Challenge.
Update the material from the line containing "finger in this photo." through the end of the material so that "built-in shelf" becomes "wall-mounted shelf", and leave everything else unchanged.

Labeled-object pointing entries
▶

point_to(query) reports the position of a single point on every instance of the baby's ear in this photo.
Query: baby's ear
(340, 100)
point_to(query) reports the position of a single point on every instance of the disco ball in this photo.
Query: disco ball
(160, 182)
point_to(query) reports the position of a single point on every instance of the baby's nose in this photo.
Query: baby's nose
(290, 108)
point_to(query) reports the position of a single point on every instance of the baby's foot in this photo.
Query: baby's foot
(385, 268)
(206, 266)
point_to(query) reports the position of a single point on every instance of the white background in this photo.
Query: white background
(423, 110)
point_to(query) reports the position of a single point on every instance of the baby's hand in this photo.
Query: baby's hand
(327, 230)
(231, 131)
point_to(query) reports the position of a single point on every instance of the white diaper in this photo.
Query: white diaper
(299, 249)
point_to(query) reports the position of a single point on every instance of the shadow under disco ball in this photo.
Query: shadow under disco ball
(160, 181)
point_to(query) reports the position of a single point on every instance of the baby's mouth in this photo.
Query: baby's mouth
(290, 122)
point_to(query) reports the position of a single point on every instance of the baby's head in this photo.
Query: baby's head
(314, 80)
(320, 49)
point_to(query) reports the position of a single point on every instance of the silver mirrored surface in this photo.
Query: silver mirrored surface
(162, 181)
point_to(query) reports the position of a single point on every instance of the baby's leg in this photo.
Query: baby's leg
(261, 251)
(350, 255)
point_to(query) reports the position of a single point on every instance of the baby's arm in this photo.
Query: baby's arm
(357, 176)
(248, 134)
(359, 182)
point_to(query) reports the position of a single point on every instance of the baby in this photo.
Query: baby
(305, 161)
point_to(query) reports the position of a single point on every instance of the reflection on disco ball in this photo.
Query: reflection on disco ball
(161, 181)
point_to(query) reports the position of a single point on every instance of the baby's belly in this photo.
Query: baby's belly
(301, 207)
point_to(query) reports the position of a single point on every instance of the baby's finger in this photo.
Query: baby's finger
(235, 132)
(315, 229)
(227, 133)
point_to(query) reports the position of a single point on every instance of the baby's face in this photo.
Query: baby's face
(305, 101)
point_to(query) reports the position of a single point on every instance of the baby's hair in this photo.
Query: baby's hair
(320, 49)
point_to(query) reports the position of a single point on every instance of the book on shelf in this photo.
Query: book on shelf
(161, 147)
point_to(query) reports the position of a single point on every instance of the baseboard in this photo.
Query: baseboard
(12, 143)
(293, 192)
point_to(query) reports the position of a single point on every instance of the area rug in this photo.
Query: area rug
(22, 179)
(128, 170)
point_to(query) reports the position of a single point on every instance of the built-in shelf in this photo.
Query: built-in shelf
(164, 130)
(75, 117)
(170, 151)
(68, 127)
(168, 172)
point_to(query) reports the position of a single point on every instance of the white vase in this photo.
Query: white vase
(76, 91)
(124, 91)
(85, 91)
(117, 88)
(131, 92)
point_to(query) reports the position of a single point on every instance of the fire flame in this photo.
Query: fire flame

◀

Reply.
point_to(query) reports the position of a single point on every instance of the baby's finger in this photo.
Query: baby's finger
(235, 132)
(315, 229)
(227, 133)
point_to(query) reports the position of a single point on every instance of the baby's face in this photo.
Query: baby's face
(305, 101)
point_to(query) reports the position of a single point on every instance of the baby's hair in this photo.
Query: baby's hair
(320, 49)
point_to(query) reports the position of a single point on every instance of the book on shelf in this photo.
Query: book on shelf
(161, 147)
point_to(query) reports the position of a single point on every instance of the baseboard in this photo.
Query: baseboard
(12, 143)
(293, 192)
point_to(query) reports the position of a single point on every instance of the area rug in this photo.
Query: area rug
(22, 179)
(128, 170)
point_to(query) reports the position of a single point on every instance of the wall-mounted shelf in this photo.
Query: wall-mounted shelf
(164, 130)
(75, 117)
(170, 151)
(68, 127)
(168, 172)
point_to(query) reports the position of a single point on every instance of the white vase in this photo.
Query: white vase
(76, 91)
(124, 91)
(85, 91)
(117, 88)
(131, 92)
point_to(query) reports the position of a single point on every instance of the fire flame in this photo.
Query: fire flame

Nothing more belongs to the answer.